PROBLEM REQUIREMENTS: In the colorspace text below, list every format in the table's Format column, each paired with its entry under "Used by".

PASSAGE PROVIDED:
<<<<

Colorspace

Format    Description                                            Used by
 4:4:4    Full RGB (or YUV)                                      most editing software
 4:2:2    (YUY2) Full Y, one UV for every 2x1 block of pixels    some capture cards
 4:2:0    (YV12) Full Y, one UV for every 2x2 block of pixels    mpeg1/2/4
 4:1:1    (YV12) Full Y, one UV for every 4x1 block of pixels    DV

 4:4:4    YUV
 4:4:4    YUV 4:2:2 YUY2
 4:2:2    YUY2 4:2:0 YV12
 4:2:0    YV12 4:1:1 YV12
 4:1:1    YV12

4:4:4 YUV

4:2:2 YUY2

4:2:0 YV12

4:1:1 YV12

Colorspace refers to how many bits are allocated to the various color and intensity aspects of an image. Any color can be created from a mixture of only Red, Green, and Blue. Dark red plus dark blue makes a dark shade of magenta. Bright red plus bright green makes bright yellow, and so on… If you take a magnifying glass to your TV screen or computer monitor, you can see how this works first-hand. When we talk about a “24 bit RGB” (or “RGB24”) format, we mean that each pixel is described by 24 bits which determine what color and how bright it is. In the case of RGB24, there are 8 bits for Red, 8 for Green, and 8 for Blue.

At 24 bits per pixel and literally hundreds of thousands of pixels in a single frame of video, these bits add up quickly. And that’s just a single frame–multiply this by 24 frames a second in a typical movie and you are looking at a whole lot of information. Doing the math leads to about 1 MByte per frame, or about 167 GBytes for a 120 minute movie. That’s about 37 dvd’s. It would benefit us to be able to reduce that amount of information. And it would benefit us more if we could reduce it without our eyes noticing it.
The first step is to convert from the familiar RGB to YUV, which contains the same amount of information, but in a different format. RGB works in Red, Green, and Blue. YUV, instead, works in Luma (the Y), and Chroma (the U and the V). A pixel’s Luma value represents its intensity or brightness while its Chroma values, together, represent its color information. Were you to remove the chroma information completely, you’d be left with a black and white version of the image.
As it turns out, human eyes are far less sensitive to color than they are to brightness. This is the key to all the following colorspaces. Each one takes advantage of this trait of human vision and, in one way or another, deletes color information. The eye, unless one is looking for it, simply doesn’t notice it’s missing. In fact, every DVD you’ve ever watched actually has only a quarter of the color information that it originally started with, as we’ll soon see.
The general idea is that we keep all the Luma information but start getting rid of chroma information. The following descriptions treat this like we are simply deleting chroma from some pixels and keeping it for others. This mode of thinking is sufficient for now, but it should be mentioned that what’s really going on is a form of averaging. This will be discussed in detail later.

>>>>

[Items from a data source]
<<<<

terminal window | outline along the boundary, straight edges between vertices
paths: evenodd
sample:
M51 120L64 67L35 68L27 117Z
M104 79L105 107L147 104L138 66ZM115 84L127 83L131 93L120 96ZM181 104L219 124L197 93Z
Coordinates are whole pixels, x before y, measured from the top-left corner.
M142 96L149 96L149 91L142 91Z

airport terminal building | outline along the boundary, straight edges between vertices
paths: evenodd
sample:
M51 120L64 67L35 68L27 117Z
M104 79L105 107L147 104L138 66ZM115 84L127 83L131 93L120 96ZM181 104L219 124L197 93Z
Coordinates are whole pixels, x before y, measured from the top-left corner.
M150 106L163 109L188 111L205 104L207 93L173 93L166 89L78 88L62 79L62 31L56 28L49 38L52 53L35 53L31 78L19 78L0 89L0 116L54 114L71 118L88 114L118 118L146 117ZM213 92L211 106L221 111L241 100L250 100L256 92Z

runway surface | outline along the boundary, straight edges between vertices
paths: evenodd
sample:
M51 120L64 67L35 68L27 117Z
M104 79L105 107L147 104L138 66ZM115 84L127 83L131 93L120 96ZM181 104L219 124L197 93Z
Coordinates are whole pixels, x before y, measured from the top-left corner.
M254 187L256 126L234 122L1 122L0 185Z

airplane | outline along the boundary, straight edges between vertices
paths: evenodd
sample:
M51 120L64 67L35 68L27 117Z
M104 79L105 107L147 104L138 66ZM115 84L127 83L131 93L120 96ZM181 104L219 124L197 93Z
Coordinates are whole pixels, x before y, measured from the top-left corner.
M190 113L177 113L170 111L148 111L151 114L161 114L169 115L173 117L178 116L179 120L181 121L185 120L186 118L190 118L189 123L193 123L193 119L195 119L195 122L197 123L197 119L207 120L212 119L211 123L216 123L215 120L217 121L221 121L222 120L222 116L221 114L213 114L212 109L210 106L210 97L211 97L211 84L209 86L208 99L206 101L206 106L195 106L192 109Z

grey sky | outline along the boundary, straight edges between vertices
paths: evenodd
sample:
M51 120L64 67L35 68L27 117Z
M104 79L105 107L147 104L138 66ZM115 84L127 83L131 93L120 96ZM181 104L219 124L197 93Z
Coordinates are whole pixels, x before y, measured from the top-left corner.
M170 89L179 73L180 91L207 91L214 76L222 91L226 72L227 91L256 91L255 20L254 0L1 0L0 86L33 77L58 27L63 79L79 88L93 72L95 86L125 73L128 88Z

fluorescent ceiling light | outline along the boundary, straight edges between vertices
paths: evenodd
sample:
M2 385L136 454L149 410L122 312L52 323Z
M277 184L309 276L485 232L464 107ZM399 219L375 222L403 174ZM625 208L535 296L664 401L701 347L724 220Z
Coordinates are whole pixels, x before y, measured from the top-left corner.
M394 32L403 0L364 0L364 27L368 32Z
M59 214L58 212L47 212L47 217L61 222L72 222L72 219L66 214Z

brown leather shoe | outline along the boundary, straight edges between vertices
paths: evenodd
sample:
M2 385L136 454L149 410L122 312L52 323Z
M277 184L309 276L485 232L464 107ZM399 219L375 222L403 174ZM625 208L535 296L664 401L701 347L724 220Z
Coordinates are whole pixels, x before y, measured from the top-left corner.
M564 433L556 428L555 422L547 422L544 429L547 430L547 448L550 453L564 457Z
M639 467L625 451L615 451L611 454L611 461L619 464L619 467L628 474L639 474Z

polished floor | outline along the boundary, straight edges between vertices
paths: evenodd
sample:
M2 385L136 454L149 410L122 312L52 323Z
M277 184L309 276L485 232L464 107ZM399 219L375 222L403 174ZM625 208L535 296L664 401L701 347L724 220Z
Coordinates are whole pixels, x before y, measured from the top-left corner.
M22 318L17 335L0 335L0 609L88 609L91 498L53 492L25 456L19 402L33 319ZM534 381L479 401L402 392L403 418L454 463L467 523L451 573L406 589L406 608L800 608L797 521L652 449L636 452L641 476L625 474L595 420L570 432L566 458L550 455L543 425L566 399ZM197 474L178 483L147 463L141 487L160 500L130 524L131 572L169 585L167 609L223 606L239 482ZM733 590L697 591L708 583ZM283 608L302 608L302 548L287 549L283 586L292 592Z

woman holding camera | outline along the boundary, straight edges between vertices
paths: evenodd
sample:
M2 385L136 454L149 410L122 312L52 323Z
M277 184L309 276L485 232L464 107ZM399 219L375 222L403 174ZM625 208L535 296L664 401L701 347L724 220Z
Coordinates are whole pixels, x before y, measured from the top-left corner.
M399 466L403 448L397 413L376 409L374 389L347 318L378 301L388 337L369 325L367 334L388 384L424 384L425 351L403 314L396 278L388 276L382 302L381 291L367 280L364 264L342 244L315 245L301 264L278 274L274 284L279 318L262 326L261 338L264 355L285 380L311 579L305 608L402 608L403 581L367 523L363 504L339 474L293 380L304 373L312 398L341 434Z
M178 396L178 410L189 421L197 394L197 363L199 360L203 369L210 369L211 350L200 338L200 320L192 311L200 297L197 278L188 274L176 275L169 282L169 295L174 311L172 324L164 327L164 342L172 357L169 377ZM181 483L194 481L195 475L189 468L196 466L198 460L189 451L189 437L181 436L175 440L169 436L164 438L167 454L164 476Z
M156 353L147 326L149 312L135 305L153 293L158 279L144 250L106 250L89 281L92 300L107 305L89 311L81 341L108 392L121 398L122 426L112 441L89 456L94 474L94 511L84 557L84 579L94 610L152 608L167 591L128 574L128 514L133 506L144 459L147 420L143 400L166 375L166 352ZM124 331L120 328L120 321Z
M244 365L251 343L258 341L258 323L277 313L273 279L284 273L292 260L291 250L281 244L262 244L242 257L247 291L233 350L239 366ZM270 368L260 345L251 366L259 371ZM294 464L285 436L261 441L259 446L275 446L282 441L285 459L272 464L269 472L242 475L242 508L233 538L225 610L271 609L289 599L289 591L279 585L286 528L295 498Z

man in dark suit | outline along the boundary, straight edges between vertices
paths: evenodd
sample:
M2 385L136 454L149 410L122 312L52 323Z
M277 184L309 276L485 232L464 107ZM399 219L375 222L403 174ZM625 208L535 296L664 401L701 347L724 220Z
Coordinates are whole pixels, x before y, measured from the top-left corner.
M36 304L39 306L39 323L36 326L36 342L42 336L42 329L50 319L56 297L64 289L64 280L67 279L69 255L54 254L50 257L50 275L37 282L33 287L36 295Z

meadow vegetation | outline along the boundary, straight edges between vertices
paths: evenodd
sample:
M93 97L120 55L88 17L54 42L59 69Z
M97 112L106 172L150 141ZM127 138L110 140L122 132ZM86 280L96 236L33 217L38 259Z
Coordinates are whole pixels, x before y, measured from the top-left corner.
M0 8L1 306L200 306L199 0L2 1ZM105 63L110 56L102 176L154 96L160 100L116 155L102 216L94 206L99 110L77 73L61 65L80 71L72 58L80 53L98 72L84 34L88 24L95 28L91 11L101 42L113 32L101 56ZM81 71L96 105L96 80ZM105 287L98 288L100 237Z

>>>>

SOLUTION:
4:4:4: most editing software
4:2:2: some capture cards
4:2:0: mpeg1/2/4
4:1:1: DV